__EXERCISE REQUIREMENTS__. When the line with "of the chandelier." appears below, start repeating lines exactly, and keep going through the line with "the chandelier arm."; add nothing outside that span.

(Saved data entries)
################

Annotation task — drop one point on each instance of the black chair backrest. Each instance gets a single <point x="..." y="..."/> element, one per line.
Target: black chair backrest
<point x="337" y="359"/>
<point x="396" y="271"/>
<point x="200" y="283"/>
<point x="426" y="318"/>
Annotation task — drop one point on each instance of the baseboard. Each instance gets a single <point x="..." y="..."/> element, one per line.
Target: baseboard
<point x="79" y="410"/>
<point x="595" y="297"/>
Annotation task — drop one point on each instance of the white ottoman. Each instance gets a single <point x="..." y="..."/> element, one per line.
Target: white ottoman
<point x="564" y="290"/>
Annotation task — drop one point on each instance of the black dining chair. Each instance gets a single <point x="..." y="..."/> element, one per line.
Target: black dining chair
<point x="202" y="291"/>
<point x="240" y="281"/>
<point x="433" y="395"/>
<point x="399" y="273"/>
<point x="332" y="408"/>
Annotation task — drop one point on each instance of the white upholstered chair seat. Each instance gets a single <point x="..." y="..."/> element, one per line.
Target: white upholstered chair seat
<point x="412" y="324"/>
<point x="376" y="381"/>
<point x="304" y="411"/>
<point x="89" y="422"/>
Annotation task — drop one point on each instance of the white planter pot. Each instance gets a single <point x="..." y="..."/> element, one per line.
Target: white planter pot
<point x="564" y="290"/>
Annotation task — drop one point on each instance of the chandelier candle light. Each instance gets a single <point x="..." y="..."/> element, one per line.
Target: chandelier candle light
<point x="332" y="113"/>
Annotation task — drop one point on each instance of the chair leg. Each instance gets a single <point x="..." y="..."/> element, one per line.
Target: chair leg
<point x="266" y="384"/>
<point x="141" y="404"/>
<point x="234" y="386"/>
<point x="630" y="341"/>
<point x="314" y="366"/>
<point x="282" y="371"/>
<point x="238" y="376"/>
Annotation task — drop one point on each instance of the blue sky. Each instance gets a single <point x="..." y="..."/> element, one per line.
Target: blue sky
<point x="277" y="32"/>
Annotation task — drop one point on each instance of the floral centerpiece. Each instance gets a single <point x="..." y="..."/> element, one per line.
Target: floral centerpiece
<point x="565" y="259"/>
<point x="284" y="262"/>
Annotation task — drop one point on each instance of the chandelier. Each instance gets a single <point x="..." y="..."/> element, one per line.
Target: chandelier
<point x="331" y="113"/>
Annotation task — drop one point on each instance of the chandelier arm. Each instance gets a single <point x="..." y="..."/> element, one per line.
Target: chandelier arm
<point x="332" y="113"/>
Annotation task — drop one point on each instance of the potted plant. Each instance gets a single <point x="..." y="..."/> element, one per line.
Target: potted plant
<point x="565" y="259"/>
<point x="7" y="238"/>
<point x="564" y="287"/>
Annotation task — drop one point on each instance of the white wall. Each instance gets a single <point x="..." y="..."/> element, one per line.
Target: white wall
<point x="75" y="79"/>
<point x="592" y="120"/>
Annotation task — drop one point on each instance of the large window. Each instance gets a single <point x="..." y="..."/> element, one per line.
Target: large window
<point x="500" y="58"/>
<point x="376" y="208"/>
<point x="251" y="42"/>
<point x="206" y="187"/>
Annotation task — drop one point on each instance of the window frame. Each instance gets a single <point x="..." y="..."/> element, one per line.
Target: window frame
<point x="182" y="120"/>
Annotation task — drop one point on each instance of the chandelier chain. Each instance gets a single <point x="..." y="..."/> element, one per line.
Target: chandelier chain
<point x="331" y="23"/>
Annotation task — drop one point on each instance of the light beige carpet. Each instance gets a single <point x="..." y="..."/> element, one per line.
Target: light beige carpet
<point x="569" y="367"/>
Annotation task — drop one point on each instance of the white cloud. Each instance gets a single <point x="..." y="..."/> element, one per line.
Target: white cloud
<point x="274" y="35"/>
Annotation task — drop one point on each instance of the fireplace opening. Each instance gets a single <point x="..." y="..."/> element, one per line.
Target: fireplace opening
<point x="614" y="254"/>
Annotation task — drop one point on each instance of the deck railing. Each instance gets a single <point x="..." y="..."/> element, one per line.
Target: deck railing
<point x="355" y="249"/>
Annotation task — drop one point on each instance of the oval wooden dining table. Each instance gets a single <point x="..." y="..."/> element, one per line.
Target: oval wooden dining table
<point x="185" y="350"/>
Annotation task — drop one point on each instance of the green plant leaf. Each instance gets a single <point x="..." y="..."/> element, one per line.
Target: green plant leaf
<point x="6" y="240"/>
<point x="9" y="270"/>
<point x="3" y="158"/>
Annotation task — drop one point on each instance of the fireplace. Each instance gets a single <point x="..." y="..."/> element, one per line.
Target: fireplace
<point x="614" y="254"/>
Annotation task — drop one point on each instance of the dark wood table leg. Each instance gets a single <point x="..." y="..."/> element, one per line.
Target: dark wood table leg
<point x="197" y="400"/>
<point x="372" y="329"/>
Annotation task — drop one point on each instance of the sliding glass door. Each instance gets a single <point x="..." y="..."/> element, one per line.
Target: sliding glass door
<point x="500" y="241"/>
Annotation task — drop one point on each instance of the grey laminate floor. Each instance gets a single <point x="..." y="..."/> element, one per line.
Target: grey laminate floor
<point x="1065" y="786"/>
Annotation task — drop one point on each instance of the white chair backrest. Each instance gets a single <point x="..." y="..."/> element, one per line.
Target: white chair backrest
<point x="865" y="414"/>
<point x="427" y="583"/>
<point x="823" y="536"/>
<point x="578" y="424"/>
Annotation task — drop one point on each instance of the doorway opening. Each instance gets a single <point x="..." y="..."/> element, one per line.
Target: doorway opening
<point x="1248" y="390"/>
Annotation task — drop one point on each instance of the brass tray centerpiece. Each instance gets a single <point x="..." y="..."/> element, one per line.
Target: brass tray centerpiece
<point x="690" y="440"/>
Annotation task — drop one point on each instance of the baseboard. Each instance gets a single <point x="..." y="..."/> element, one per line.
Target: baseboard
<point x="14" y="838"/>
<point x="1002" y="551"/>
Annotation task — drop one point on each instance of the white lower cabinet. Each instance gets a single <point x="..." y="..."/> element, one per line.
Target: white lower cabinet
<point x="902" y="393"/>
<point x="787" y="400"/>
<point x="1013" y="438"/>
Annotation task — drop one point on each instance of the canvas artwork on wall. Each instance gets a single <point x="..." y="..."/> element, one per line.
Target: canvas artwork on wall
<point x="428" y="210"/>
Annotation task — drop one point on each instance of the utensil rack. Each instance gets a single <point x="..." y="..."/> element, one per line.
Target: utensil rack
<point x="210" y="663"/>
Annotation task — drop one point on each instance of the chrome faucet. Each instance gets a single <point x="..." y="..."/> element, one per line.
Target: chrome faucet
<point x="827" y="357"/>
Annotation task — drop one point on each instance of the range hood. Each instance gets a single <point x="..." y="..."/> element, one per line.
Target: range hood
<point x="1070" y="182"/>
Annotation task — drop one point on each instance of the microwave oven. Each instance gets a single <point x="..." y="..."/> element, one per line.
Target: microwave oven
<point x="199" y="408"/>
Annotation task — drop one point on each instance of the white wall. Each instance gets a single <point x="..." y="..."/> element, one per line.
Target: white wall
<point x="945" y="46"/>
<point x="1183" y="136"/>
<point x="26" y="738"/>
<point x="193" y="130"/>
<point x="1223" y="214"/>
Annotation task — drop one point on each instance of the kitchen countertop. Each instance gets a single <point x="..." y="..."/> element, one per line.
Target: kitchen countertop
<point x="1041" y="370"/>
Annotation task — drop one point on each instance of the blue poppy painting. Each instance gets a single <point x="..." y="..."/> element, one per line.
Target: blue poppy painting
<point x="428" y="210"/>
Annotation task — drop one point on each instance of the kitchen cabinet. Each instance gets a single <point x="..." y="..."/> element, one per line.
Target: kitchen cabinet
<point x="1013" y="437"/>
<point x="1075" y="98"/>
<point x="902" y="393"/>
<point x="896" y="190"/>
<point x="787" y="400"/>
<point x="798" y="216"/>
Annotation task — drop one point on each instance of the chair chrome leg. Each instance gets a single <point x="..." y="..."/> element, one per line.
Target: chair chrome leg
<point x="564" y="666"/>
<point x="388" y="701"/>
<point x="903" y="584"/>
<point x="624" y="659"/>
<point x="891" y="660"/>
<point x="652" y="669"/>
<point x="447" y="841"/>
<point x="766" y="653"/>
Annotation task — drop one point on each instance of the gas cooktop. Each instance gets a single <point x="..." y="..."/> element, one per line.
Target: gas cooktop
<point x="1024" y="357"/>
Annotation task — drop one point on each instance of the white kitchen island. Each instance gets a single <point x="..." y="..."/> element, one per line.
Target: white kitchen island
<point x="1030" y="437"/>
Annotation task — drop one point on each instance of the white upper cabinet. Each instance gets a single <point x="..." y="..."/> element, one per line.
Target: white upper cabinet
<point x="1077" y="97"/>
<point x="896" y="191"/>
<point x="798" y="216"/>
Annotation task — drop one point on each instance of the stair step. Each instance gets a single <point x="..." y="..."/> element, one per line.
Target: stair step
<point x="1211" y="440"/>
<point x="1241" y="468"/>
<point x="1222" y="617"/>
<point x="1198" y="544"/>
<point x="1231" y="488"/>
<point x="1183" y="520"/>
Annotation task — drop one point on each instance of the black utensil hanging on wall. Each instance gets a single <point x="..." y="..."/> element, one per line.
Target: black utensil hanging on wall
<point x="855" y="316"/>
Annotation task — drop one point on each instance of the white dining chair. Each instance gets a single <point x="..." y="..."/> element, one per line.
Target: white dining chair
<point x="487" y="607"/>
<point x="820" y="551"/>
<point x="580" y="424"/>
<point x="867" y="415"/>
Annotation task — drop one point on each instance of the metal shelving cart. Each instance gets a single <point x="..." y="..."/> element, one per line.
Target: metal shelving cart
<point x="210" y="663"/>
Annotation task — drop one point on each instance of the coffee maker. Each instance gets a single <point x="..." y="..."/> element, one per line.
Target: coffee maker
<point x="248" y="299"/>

################

__ANSWER TO THIS EXERCISE__.
Annotation task — drop one point on each instance of the chandelier. Each instance gets a single <point x="..." y="..."/> element, one per line.
Target: chandelier
<point x="331" y="113"/>
Annotation task — drop one point on each instance of the chandelier arm. Each instance gets a single <point x="..." y="..."/> element, one per line.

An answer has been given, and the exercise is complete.